Harvey Yorke, longtime CEO of a single-hospital system in Vermont, filed suit over post-employment payments.
Photo credit: Peter Crabtree
Harvey Yorke's case involves a conflict between a hospital's right to sign contracts with executives versus a state's right to oversee not-for-profit healthcare finance.
Yorke had served 18 years as CEO of a single-hospital system, Southwestern Vermont Health Care Corp. in Bennington, when he left his job at age 62. But after he left in 2009, he accused the hospital of breaking his contract by cutting off post-employment payments he was owed.
Both sides agreed that finances were in a tailspin at the healthcare provider, as projections of patient revenue from Medicare were found to be too high while estimates of bad debt, health insurance and pension expenses had come in too low. Yorke said in court records that he informed the hospital's board, executives and lenders of an $8 million negative budget variance in early 2009.
Board members terminated his employment following the March 17, 2009 meeting at which he formally informed the full board of the budget variance and “accepted overall responsibility as CEO,” according to Yorke's lawsuit.
However, Yorke requested that the board publicly say that he was retiring from the hospital, “in order to lend some dignity to an otherwise abrupt and humiliating end” to his employment at the hospital. At attorney for the hospital later said the hospital had accepted Yorke's decision to retire and that the hospital would pay the severance and benefits outlined in his employment contract.
The contract entitled Yorke to 22 months of pay, which turned out to be $27,700 per month, plus $50,000 for outplacement services to help him find a new job if it terminated Yorke “for any or no reason,” according to the lawsuit.
The hospital made payments under the agreement for April, May and June 2009, but then stopped payments beginning in July 2009 because of an order to stop issued by Paulette Thabault, commissioner of the Vermont Department of Banking, Insurance, Securities and Health Care Administration, which has broad regulatory powers over not-for-profit healthcare providers in the state.

## Work request 1:
Copy a stretch of the passage on Harvey Yorke's lawsuit, beginning at the words "Board members terminated" and stopping after "his employment contract.", and switch "budget variance" to "budget shortfall" in your copy.
## Work request 2:
Translate this sentence from the passage on Harvey Yorke's lawsuit into Spanish: "Yorke had served 18 years as CEO of a single-hospital system, Southwestern Vermont Health Care Corp. in Bennington, when he left his job at age 62."
The rows that come next are not needed for any of this work.

## The data:

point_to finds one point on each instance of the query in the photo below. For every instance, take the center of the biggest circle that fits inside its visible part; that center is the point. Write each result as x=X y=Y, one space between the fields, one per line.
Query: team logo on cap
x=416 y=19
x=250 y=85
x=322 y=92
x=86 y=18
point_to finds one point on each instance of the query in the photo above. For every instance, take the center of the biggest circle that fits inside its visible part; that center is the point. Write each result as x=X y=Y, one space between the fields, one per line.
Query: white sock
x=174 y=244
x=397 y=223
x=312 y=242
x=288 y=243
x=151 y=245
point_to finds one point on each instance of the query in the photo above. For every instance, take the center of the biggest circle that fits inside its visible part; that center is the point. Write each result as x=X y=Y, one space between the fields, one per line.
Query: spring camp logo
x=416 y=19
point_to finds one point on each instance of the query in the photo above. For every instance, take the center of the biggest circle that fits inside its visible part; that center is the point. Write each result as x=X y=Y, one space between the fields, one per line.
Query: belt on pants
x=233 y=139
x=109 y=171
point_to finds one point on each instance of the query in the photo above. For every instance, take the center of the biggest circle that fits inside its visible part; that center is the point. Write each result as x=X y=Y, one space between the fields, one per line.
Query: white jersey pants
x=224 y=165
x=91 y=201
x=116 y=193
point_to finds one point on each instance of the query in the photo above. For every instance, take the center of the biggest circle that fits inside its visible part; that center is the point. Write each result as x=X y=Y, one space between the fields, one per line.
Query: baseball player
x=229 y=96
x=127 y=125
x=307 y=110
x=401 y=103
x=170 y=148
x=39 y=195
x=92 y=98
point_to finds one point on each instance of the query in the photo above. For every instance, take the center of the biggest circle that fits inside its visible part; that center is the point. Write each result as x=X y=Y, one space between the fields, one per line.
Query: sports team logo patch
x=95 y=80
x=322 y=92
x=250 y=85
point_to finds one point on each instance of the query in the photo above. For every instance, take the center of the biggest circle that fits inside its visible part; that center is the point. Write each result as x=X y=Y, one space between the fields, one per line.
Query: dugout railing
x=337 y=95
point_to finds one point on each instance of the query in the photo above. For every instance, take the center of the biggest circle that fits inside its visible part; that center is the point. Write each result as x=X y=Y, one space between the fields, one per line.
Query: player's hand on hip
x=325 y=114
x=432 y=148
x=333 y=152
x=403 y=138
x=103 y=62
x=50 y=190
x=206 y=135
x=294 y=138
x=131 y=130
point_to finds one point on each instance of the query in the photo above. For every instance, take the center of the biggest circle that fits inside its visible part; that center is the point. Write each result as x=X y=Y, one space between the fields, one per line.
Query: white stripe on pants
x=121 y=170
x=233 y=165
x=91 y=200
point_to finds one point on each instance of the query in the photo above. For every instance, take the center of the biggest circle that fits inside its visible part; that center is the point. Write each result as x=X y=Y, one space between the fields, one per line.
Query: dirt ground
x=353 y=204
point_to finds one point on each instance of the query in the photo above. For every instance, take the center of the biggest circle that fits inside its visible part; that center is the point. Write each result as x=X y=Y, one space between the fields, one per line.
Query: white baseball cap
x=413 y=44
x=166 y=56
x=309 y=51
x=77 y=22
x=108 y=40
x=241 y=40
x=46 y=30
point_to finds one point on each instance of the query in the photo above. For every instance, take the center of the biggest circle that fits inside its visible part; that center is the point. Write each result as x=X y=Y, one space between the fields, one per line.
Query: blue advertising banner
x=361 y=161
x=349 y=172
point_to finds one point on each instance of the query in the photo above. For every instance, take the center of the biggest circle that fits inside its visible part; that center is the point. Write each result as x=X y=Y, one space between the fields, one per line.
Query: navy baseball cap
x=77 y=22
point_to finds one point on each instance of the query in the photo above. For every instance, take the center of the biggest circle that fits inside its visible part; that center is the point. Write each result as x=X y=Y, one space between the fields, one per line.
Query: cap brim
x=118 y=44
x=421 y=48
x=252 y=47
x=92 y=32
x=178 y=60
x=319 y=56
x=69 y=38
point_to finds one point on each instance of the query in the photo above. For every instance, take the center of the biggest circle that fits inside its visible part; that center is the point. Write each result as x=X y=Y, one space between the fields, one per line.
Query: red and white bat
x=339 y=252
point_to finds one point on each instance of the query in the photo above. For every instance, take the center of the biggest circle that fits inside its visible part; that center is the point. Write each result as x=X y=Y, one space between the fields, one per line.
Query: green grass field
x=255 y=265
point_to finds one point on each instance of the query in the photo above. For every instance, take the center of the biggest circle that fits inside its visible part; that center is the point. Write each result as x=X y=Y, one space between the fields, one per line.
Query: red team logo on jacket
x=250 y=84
==
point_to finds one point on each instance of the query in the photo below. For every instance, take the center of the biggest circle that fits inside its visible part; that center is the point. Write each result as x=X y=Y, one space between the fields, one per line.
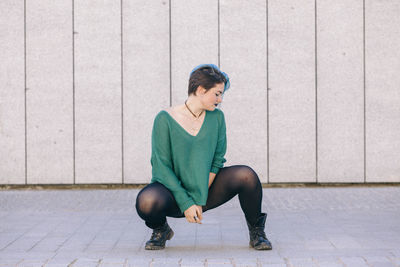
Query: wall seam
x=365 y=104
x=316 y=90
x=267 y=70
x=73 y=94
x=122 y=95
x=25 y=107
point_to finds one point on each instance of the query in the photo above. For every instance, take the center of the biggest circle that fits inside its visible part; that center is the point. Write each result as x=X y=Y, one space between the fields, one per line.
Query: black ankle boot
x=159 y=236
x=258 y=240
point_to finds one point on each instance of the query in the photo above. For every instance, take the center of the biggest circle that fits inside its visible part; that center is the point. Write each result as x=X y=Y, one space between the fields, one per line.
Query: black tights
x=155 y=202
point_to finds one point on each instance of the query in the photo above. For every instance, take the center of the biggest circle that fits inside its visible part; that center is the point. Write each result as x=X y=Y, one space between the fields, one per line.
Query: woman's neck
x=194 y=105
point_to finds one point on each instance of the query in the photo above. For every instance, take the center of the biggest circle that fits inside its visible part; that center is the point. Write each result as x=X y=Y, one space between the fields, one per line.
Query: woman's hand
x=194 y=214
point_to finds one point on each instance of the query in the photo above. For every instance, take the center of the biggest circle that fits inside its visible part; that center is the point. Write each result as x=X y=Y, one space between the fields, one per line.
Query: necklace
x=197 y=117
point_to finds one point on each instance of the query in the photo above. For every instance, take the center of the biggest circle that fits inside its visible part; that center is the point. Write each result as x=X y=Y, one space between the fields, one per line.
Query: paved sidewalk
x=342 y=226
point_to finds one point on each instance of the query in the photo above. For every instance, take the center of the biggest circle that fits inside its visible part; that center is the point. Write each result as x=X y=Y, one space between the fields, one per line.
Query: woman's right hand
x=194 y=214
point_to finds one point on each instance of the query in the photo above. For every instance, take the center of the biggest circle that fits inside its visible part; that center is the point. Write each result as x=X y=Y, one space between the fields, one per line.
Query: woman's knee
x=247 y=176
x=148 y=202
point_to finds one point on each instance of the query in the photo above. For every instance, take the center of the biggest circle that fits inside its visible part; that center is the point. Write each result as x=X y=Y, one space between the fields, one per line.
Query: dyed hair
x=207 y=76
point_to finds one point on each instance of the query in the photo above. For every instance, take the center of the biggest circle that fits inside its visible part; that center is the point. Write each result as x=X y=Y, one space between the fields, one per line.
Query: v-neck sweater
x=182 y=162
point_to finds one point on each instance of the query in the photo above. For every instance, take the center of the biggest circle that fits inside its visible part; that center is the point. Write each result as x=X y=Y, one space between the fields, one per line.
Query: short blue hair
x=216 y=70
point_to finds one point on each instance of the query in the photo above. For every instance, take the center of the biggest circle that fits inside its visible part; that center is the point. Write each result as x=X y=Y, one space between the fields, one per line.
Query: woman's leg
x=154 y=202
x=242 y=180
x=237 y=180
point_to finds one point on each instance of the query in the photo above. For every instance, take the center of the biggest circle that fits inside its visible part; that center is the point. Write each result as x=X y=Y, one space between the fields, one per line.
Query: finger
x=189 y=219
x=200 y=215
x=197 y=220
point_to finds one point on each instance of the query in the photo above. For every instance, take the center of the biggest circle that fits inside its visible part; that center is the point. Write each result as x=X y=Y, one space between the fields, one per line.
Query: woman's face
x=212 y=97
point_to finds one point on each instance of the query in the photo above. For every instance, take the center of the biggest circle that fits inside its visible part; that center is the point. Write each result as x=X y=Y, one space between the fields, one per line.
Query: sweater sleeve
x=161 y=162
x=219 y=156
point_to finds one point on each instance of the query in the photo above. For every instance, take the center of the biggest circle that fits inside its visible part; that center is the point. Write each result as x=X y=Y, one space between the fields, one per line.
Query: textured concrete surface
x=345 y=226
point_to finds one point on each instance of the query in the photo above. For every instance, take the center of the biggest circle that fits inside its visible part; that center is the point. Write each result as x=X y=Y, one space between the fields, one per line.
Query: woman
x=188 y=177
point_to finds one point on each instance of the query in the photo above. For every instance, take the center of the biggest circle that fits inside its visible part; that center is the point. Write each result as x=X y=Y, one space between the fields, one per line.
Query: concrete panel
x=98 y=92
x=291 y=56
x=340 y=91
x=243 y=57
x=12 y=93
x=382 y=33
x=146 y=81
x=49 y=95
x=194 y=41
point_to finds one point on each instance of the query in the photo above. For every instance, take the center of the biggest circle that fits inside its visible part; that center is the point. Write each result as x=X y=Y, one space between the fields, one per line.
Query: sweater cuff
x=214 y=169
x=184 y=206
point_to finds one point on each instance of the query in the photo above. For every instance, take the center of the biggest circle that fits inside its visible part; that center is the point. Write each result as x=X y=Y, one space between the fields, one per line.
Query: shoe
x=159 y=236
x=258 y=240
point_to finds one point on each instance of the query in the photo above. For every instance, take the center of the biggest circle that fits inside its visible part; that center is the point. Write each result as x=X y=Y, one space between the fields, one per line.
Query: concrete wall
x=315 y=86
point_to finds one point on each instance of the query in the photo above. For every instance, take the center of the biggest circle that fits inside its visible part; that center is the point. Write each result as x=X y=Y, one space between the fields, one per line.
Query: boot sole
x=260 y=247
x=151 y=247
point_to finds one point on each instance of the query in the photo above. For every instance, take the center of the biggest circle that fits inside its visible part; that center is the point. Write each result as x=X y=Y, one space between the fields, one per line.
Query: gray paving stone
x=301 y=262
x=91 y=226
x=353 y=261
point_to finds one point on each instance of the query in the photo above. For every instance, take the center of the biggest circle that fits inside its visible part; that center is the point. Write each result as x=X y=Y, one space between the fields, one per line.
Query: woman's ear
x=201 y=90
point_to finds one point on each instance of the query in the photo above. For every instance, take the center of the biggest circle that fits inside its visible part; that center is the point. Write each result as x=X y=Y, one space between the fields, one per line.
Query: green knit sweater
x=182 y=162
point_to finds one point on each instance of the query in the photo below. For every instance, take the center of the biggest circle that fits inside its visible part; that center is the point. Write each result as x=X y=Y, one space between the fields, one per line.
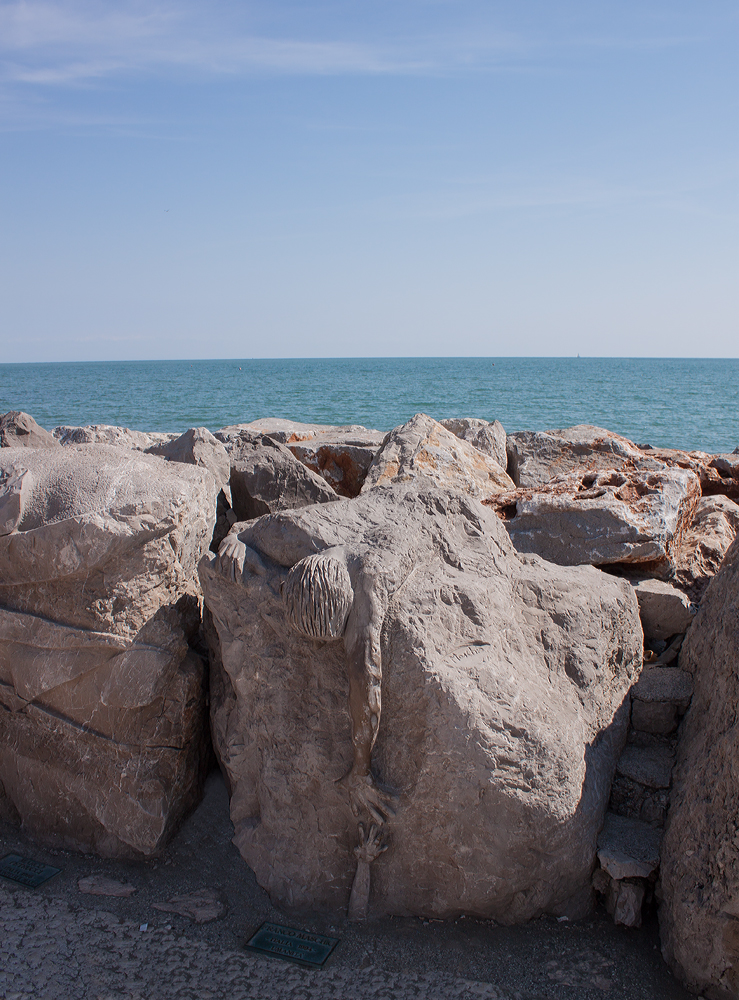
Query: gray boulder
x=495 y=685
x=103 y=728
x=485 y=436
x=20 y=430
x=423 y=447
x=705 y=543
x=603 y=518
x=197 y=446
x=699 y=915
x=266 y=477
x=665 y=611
...
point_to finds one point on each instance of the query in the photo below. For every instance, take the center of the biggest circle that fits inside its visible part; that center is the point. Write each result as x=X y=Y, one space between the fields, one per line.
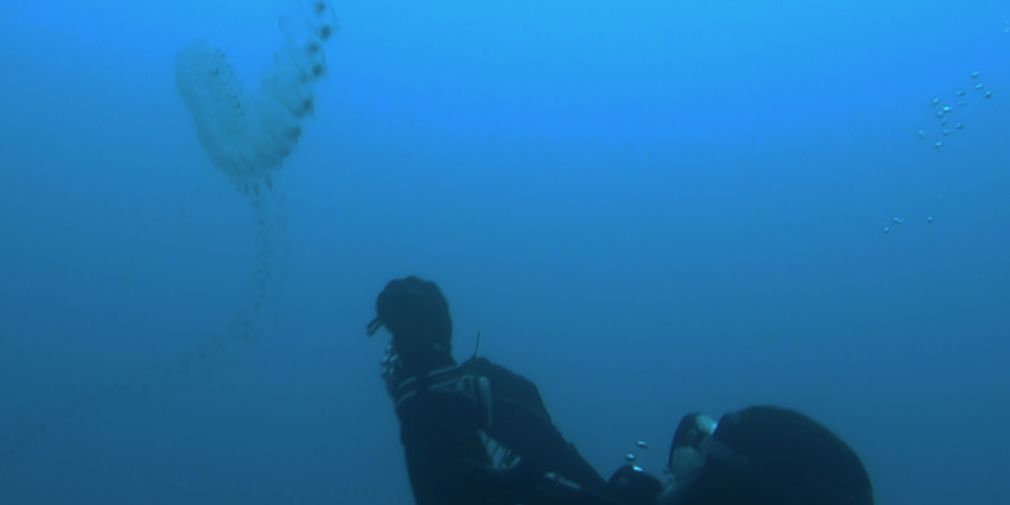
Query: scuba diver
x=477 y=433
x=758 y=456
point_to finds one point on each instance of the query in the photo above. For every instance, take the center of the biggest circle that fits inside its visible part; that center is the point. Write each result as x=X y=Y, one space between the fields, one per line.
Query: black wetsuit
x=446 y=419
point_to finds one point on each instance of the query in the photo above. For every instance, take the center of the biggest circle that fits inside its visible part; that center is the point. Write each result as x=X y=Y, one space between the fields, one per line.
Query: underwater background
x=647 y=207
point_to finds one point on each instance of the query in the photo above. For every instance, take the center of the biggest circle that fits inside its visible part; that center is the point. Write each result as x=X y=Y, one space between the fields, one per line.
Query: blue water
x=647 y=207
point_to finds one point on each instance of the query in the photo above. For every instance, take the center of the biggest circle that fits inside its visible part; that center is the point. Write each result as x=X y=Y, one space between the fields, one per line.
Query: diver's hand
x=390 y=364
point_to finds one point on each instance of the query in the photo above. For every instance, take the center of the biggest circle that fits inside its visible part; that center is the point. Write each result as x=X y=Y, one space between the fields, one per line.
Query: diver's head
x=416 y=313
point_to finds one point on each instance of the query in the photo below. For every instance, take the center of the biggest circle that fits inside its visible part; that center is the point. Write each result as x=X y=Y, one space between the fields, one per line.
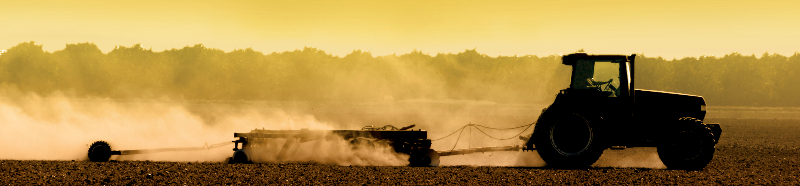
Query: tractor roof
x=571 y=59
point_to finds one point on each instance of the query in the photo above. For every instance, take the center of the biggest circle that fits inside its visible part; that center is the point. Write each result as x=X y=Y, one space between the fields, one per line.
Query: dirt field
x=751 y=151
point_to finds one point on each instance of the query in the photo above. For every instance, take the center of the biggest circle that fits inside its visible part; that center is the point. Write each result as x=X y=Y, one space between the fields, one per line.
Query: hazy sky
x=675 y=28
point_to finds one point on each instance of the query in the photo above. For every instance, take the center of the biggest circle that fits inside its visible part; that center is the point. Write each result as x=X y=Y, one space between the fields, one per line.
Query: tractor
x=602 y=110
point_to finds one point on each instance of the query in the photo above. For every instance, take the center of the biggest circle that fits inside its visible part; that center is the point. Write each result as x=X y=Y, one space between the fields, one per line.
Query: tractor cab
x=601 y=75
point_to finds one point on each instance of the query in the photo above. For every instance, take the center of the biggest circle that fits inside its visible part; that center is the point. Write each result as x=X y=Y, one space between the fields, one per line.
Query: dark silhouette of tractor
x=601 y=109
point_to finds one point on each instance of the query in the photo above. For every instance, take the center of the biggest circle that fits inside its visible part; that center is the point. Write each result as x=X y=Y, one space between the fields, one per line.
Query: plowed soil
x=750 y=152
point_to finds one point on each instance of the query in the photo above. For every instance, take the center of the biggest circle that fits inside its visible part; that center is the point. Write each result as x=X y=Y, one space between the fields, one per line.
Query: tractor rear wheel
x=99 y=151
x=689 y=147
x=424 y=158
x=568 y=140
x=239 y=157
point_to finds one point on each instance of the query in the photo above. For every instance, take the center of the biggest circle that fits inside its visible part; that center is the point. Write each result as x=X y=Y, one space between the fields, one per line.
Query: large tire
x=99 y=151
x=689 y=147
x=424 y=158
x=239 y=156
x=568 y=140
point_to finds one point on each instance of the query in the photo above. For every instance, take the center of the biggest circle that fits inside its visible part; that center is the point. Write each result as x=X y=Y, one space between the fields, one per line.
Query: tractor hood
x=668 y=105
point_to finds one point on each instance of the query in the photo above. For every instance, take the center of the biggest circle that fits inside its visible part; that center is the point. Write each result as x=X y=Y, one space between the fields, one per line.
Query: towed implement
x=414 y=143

## Answer box 1:
Board members terminated his employment following the March 17, 2009 meeting at which he formally informed the full board of the budget shortfall and “accepted overall responsibility as CEO,” according to Yorke's lawsuit.
However, Yorke requested that the board publicly say that he was retiring from the hospital, “in order to lend some dignity to an otherwise abrupt and humiliating end” to his employment at the hospital. At attorney for the hospital later said the hospital had accepted Yorke's decision to retire and that the hospital would pay the severance and benefits outlined in his employment contract.

## Answer box 2:
Yorke llevaba 18 años como director ejecutivo de un sistema de un solo hospital, Southwestern Vermont Health Care Corp., en Bennington, cuando dejó su puesto a los 62 años.